[[ Dataset records, beginning ]]
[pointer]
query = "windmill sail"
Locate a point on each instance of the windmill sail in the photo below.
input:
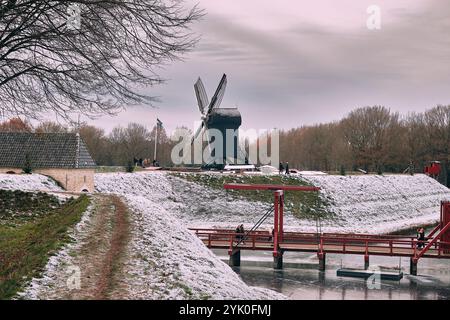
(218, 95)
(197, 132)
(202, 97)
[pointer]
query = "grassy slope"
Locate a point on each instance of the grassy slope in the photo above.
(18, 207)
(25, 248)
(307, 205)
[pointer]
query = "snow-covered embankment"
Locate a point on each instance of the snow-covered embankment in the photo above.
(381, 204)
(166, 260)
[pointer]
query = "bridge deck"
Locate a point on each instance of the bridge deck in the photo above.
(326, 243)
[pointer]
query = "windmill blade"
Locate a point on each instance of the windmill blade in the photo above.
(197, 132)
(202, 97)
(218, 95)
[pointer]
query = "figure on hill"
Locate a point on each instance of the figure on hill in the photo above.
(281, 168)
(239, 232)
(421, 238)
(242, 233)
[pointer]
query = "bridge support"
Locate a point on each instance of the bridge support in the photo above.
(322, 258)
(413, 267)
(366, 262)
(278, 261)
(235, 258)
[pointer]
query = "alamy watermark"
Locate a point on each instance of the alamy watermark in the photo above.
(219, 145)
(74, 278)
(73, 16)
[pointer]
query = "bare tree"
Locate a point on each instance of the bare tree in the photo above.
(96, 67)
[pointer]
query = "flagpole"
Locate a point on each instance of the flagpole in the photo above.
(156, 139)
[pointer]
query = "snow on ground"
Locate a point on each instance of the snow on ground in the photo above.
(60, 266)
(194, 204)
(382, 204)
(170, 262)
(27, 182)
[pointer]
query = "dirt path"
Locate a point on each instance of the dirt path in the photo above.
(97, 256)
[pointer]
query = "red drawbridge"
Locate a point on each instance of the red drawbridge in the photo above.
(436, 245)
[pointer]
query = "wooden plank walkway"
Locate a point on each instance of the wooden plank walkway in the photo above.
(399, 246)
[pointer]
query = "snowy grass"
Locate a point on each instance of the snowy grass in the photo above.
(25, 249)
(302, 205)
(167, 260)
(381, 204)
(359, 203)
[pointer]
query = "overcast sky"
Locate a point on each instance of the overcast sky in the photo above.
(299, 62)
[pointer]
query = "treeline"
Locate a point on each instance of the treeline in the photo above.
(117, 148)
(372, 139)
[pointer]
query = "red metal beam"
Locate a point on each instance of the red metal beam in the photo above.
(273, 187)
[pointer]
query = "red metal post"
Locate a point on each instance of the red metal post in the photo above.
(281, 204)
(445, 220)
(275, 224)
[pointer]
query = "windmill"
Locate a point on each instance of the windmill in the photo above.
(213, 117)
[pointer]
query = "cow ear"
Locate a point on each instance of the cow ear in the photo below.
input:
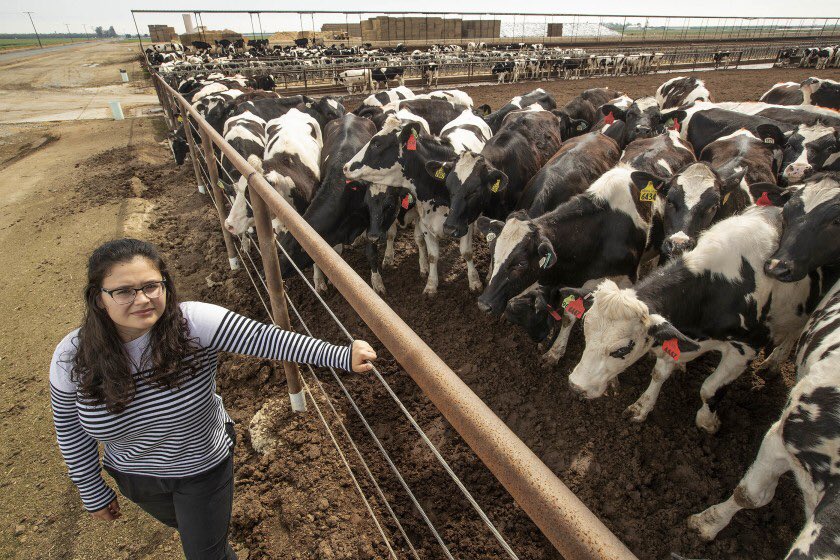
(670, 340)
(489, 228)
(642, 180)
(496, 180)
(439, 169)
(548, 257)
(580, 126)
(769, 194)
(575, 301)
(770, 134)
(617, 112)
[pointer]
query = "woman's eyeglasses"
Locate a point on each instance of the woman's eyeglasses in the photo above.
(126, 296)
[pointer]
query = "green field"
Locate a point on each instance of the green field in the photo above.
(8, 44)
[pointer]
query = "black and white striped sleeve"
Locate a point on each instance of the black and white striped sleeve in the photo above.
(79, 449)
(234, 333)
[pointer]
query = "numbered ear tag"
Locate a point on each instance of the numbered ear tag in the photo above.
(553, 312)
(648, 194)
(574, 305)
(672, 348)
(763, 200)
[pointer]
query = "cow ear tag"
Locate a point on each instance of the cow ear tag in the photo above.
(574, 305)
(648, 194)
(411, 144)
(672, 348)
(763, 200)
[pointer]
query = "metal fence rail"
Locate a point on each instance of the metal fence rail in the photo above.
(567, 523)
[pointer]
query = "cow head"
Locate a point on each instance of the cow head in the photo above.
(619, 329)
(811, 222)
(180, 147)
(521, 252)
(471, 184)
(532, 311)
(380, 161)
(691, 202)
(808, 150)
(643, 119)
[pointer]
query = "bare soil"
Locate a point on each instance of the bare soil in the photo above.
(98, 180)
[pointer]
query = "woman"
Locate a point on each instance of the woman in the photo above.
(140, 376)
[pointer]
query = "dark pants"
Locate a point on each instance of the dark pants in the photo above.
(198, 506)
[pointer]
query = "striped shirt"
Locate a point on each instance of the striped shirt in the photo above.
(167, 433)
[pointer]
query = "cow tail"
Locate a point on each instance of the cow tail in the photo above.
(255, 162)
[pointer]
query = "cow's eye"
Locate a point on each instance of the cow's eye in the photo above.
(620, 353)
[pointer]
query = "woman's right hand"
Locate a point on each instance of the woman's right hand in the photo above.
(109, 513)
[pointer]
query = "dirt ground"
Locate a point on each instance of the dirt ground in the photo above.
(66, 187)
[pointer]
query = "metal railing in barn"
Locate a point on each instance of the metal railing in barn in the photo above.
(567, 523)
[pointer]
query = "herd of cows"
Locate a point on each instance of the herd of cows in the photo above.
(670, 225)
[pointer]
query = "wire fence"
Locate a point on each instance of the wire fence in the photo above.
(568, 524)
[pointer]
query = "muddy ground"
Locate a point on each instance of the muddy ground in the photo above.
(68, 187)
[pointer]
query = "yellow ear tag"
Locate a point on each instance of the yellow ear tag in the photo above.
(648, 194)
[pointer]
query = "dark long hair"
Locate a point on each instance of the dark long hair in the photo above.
[[ Dataset records, end ]]
• [Task details]: Search the records for lines holding the word "long", then copy each line you find.

• [Result]:
query = "dark long hair"
Locate a point on each instance of the dark long hair in the photo above.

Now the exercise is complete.